■ Your objective
Copy out every line below without alteration.

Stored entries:

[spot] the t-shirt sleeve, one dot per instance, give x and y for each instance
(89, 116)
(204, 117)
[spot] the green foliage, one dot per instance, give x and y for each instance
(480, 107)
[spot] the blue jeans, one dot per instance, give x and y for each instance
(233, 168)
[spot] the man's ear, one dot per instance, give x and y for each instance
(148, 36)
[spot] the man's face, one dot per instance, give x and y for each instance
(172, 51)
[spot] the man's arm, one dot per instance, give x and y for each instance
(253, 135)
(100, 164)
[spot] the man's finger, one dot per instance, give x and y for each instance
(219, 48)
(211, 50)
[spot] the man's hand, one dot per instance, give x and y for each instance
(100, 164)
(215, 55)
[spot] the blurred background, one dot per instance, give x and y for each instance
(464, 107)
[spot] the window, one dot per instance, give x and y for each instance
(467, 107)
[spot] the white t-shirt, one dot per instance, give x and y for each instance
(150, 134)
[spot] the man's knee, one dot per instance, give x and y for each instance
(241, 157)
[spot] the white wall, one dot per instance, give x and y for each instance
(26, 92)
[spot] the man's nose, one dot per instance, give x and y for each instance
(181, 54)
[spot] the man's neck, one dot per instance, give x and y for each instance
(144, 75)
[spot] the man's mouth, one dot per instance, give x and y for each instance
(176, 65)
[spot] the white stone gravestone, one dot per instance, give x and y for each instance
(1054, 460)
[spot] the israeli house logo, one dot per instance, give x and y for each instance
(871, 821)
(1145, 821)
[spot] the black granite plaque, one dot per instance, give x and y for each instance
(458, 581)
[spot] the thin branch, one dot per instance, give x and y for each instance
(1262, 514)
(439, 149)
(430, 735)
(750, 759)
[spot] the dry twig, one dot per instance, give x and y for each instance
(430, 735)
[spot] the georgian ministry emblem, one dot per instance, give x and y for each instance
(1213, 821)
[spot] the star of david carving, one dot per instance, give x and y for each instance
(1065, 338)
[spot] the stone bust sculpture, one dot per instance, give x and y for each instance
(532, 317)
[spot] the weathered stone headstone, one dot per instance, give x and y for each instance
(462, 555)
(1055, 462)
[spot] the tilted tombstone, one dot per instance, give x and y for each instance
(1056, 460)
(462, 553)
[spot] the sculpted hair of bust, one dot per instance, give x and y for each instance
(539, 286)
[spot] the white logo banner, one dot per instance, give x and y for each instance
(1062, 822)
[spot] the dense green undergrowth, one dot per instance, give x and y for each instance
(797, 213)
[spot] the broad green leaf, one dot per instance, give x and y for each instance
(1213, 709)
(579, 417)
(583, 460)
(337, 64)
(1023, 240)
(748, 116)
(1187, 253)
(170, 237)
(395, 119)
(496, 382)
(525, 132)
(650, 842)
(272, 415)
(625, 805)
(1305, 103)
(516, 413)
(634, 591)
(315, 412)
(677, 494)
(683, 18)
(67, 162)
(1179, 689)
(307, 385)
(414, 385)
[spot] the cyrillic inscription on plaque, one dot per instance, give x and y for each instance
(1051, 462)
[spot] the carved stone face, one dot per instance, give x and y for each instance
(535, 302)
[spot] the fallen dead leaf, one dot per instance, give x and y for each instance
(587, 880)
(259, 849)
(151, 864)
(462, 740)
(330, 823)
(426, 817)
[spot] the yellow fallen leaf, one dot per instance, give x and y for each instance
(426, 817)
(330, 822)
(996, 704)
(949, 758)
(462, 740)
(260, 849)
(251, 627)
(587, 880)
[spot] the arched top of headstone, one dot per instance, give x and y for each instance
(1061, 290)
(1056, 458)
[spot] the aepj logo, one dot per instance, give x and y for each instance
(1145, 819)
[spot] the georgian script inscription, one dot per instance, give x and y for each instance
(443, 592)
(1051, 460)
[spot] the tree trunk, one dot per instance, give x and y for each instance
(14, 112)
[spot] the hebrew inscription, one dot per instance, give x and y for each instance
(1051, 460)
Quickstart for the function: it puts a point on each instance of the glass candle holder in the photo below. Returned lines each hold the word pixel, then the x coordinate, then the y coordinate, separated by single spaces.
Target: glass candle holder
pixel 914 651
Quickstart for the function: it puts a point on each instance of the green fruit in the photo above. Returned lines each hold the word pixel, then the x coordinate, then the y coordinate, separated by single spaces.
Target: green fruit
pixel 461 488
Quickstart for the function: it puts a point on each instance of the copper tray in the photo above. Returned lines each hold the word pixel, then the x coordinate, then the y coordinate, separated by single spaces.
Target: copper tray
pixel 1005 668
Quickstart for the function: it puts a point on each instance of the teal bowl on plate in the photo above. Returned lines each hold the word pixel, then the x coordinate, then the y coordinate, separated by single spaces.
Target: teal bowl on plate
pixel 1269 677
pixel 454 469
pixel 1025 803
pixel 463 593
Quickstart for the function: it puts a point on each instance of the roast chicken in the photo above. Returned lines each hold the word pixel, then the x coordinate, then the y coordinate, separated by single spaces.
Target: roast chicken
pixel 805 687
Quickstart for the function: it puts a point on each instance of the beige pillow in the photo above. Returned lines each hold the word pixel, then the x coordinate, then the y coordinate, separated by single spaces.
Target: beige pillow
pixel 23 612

■ Output below
[spot] the t-shirt sleeve, one dot per instance, give x and y for each instance
(89, 116)
(204, 117)
[spot] the green foliage, one dot per instance, give x and y for each instance
(480, 107)
[spot] the blue jeans, one dot per instance, give x and y for each instance
(233, 168)
[spot] the man's ear, one dot per instance, give x and y for each instance
(148, 36)
[spot] the man's face, one dot per instance, give x and y for each instance
(172, 51)
[spot] the man's arm, one dot per instance, give x and y for each instance
(253, 135)
(100, 164)
[spot] the man's finger, one dot per instance, give x and y for each instance
(219, 48)
(211, 50)
[spot] the man's hand, one dot per instance, give x and y for each instance
(100, 164)
(215, 55)
[spot] the blurred background, one dot per instance, give x and y for each instance
(464, 107)
[spot] the window, one dot per instance, give x and y for each instance
(467, 107)
[spot] the white t-shirt, one dot per instance, give x and y for each instance
(150, 134)
[spot] the man's knee, one dot per instance, give x and y for each instance
(241, 157)
[spot] the white wall, one dot per instance, give x and y for each instance
(26, 92)
[spot] the man's nose, one dot per instance, give x and y for each instance
(181, 54)
[spot] the man's neck, one dot per instance, give x and y for each instance
(144, 75)
[spot] the man's mouth, one dot per instance, give x and y for each instance
(176, 65)
[spot] the white stone gravestone, one dot per instance, give x and y for each instance
(1054, 460)
[spot] the israeli house logo, one dot per instance, give x and y for each instance
(871, 821)
(1145, 821)
[spot] the black granite plaque, one dot per instance, give x and y for each instance
(458, 581)
[spot] the thin branch, one dot per instance, give x and y for each instance
(1262, 514)
(439, 149)
(430, 735)
(750, 759)
[spot] the dry twig, one dot per instance, give x and y for each instance
(430, 735)
[spot] the georgian ministry emblem, one dot per instance, give x and y for each instance
(1213, 821)
[spot] the star of david carving, one dot per instance, give x and y for each instance
(1065, 338)
[spot] the stone bust sculpture, one dot per instance, give x and y for each instance
(532, 317)
[spot] the weathered stone headstone, one dot per instance, give x and y for each instance
(462, 555)
(1055, 462)
[spot] the tilted tombstone, one dot per instance, give x and y for each instance
(1056, 460)
(462, 553)
[spot] the sculpted hair of bust, one dot per instance, give x and y for each instance
(539, 286)
[spot] the white logo banner, one dot per instance, give x and y for each instance
(1062, 822)
[spot] the dense green undergrowth, one dot per instance, give x and y for each instance
(797, 213)
[spot] the broad green leaf, one dot per instance, give x and y for each instance
(1213, 709)
(579, 417)
(583, 460)
(337, 64)
(1023, 240)
(748, 116)
(1187, 253)
(170, 237)
(395, 119)
(496, 382)
(525, 132)
(650, 842)
(272, 415)
(625, 805)
(1305, 103)
(516, 413)
(634, 591)
(315, 412)
(677, 494)
(683, 18)
(67, 162)
(1179, 689)
(307, 385)
(414, 385)
[spot] the cyrillic inscription on plaque, one dot per instance, give x and y for each instance
(1051, 462)
[spot] the carved stone face, one dot per instance, give x and y for each instance
(535, 302)
[spot] the fallen dead leaf, one dot per instance, give x and y for each instance
(587, 880)
(259, 849)
(151, 864)
(462, 740)
(330, 823)
(426, 817)
[spot] the yellow fallen leaf, one dot per instance, give x and y for each instance
(426, 817)
(330, 822)
(996, 704)
(949, 758)
(462, 740)
(260, 849)
(251, 627)
(587, 880)
[spot] the arched top of headstone, one dot per instance, give x and y for each instance
(1061, 290)
(1056, 458)
[spot] the aepj logo, one dot per instance, give x and y for each instance
(1145, 819)
[spot] the georgian script inscription, one dot per instance, give x and y for each instance
(443, 592)
(1051, 460)
[spot] the tree trunk, one dot per instance, give x and y for each instance
(14, 112)
[spot] the hebrew inscription, one dot per instance, give x and y for each instance
(1051, 460)
Quickstart for the function: it puts a point on each instance of the glass candle holder in the photo below. Returned lines each hold the word pixel, then the x coordinate, then the y coordinate, separated by single spaces.
Target: glass candle holder
pixel 914 651
Quickstart for the function: it puts a point on each instance of the green fruit in the photo above. Returned lines each hold the word pixel, then the x coordinate, then the y coordinate, separated by single spaces.
Target: green fruit
pixel 461 488
Quickstart for the function: it puts a point on each instance of the copper tray in the photo above. Returned lines each hold the word pixel, then the x coordinate, then the y coordinate, separated by single spaces.
Target: copper tray
pixel 1005 668
Quickstart for the function: it puts a point on each instance of the teal bowl on plate in the photo above. Returned lines each hold the word pixel, then the x coordinate, then the y coordinate, separated by single spaces.
Target: teal bowl on plate
pixel 1269 677
pixel 454 469
pixel 1025 803
pixel 463 593
Quickstart for the function: it puts a point on each instance of the roast chicken in the photo above. Returned lines each hold the word pixel, then the x coordinate, then the y coordinate, separated by single spaces.
Target: roast chicken
pixel 805 687
Quickstart for the function: it puts a point on each instance of the beige pillow in the photo above. Returned lines each hold the word pixel, then the x coordinate, then the y coordinate, separated by single spaces.
Target: beige pillow
pixel 23 612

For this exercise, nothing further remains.